◆ **Task brief**
Pick out every line of the material that contains the word "pink", and copy each of those lines.

* start Material shown *

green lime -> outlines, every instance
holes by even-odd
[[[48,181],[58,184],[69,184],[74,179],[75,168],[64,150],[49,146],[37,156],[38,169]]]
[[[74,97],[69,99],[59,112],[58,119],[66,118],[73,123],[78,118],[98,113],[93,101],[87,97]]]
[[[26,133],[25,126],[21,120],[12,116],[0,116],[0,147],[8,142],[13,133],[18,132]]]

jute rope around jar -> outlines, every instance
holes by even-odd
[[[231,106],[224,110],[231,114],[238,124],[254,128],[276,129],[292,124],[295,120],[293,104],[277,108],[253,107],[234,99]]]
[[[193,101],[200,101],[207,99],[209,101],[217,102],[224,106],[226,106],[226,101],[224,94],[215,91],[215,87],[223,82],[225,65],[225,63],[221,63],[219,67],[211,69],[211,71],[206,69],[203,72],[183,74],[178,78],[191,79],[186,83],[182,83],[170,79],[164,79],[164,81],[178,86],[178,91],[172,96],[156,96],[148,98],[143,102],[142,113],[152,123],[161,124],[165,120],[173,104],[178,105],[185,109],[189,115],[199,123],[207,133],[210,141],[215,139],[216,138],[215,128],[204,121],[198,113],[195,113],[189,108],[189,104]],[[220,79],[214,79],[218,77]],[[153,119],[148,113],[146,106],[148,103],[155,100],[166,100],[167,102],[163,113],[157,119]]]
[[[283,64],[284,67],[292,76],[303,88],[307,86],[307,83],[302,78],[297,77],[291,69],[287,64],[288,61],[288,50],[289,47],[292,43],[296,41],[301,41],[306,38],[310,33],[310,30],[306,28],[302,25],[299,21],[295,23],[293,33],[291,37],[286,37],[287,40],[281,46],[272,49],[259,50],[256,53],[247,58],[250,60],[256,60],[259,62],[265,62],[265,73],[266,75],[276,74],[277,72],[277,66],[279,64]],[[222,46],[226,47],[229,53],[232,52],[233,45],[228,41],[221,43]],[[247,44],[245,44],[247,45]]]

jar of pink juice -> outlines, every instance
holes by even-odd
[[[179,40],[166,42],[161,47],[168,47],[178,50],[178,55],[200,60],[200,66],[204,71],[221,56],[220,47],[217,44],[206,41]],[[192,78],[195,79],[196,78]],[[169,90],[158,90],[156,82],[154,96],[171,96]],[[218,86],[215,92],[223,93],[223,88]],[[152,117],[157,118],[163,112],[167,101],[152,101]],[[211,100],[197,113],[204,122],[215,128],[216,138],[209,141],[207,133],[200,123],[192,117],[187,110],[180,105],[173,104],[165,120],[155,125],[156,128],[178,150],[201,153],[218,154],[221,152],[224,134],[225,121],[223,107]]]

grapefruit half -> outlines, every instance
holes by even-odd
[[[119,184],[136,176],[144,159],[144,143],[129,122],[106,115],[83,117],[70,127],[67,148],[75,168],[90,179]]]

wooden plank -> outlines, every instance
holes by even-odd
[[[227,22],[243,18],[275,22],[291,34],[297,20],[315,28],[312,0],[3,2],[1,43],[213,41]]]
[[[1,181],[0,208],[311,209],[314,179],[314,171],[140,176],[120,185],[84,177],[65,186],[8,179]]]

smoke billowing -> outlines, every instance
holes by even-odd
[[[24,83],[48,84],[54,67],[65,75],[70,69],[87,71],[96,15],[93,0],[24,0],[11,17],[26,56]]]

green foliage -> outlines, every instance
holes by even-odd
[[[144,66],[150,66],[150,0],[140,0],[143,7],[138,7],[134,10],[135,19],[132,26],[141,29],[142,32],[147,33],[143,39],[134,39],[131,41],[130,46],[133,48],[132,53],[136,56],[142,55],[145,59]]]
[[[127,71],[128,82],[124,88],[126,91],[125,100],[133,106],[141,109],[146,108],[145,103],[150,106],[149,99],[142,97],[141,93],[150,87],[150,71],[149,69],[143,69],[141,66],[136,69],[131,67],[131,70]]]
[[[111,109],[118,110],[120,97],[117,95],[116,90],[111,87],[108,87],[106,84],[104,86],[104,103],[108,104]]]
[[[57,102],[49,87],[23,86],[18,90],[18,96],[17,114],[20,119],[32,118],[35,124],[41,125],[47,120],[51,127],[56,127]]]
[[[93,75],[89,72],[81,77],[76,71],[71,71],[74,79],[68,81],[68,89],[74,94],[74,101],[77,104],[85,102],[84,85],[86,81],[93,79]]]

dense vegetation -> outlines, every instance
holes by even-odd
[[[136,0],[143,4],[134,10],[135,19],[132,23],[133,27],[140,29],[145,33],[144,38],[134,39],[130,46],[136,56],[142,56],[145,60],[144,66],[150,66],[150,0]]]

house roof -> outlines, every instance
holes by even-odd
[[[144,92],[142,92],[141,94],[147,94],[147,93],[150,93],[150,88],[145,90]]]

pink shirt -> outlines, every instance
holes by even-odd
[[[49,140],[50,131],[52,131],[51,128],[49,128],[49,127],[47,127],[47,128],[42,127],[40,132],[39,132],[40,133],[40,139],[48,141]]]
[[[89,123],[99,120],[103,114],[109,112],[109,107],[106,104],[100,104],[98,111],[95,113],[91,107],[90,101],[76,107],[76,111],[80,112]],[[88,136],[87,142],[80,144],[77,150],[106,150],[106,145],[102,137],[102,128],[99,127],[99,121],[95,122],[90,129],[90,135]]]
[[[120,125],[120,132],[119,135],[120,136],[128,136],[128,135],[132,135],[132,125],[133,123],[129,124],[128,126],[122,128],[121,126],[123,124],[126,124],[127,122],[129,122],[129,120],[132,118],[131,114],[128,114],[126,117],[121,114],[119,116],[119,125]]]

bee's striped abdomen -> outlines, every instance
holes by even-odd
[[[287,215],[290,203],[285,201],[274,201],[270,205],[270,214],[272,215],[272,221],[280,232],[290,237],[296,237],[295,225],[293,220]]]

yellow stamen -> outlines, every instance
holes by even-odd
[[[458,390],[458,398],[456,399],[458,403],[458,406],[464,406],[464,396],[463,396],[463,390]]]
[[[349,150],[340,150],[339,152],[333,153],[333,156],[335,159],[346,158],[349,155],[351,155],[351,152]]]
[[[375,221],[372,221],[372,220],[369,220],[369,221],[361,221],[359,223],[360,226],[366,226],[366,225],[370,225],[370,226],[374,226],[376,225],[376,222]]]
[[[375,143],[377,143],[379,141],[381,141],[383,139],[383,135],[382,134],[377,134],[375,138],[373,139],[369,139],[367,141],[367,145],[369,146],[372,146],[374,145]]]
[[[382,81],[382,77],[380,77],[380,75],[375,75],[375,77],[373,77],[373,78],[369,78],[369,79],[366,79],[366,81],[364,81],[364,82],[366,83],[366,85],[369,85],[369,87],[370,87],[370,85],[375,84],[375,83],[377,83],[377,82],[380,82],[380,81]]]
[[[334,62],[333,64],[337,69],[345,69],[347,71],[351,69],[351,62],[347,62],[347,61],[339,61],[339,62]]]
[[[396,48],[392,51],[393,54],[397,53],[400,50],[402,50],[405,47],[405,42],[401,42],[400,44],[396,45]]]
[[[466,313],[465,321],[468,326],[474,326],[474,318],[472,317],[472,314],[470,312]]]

* end Material shown *

◆ **Complete response**
jar of pink juice -> outlines, every instance
pink shirt -> outlines, every instance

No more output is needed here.